§ **ЗАДАНИЯ**:
[1] Перепишите без изменений часть текста о марксизме от слов «Между тем в» до слов «к философскому обобщению.» включительно.
[2] При помощи каких методов, согласно тексту о марксизме, Эдуард Бернштейн пытался работать с теорией?

Западный марксизм получил возможность после 1945 года развиваться свободно в интеллектуальном плане - за слишком смелые идеи не сажали в тюрьму, книги не запрещали. Но с другой стороны, он обречен был развиваться в академическом «гетто», оторванный от реальной политики, от массового движения, от социальной практики.

Между тем в Восточной Европе тоже происходили перемены. На фоне догматизации официальной коммунистической идеологии постоянно можно наблюдать то попытки возврата к истокам классического марксизма, то, наоборот, попытки создания новых критических концепций.

С легкой руки партийных работников и тех и других, несмотря на все различия между ними, окрестили «ревизионистами». Однако восточноевропейский «ревизионизм» имеет мало общего с подходом Эдуарда Бернштейна. По сути, он ему противоположен. Ведь Бернштейн пытался работать с теорией при помощи бухгалтерских методов. Восточноевропейские интеллектуалы 1950-х годов, напротив, стремились к философскому обобщению.

§ **РАЗДЕЛ ДАННЫХ**:
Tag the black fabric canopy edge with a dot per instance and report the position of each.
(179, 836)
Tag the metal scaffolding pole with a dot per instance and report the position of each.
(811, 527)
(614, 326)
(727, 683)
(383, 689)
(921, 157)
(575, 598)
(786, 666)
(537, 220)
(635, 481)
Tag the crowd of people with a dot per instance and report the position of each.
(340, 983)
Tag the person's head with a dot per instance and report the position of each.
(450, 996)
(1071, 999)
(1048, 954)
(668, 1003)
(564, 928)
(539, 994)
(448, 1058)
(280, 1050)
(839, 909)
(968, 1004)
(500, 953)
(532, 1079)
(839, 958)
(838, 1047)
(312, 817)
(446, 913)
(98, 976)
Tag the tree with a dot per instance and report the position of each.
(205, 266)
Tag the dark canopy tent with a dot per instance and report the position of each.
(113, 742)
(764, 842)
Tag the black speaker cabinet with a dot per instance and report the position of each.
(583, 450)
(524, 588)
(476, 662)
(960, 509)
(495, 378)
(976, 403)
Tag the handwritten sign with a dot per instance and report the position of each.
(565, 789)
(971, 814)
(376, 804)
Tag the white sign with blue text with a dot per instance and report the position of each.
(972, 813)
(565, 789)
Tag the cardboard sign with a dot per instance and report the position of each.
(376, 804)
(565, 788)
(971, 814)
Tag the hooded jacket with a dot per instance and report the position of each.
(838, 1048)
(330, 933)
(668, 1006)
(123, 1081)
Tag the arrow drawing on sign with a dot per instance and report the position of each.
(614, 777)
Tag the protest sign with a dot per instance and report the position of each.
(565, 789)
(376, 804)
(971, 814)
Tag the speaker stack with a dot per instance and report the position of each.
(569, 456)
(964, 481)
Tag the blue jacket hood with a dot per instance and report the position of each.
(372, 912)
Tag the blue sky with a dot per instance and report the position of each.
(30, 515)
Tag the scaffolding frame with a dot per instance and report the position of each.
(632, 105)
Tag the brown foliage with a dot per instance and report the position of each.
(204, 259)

§ **ОТВЕТЫ**:
[1]
Между тем в Восточной Европе тоже происходили перемены. На фоне догматизации официальной коммунистической идеологии постоянно можно наблюдать то попытки возврата к истокам классического марксизма, то, наоборот, попытки создания новых критических концепций.

С легкой руки партийных работников и тех и других, несмотря на все различия между ними, окрестили «ревизионистами». Однако восточноевропейский «ревизионизм» имеет мало общего с подходом Эдуарда Бернштейна. По сути, он ему противоположен. Ведь Бернштейн пытался работать с теорией при помощи бухгалтерских методов. Восточноевропейские интеллектуалы 1950-х годов, напротив, стремились к философскому обобщению.

[2] При помощи бухгалтерских методов.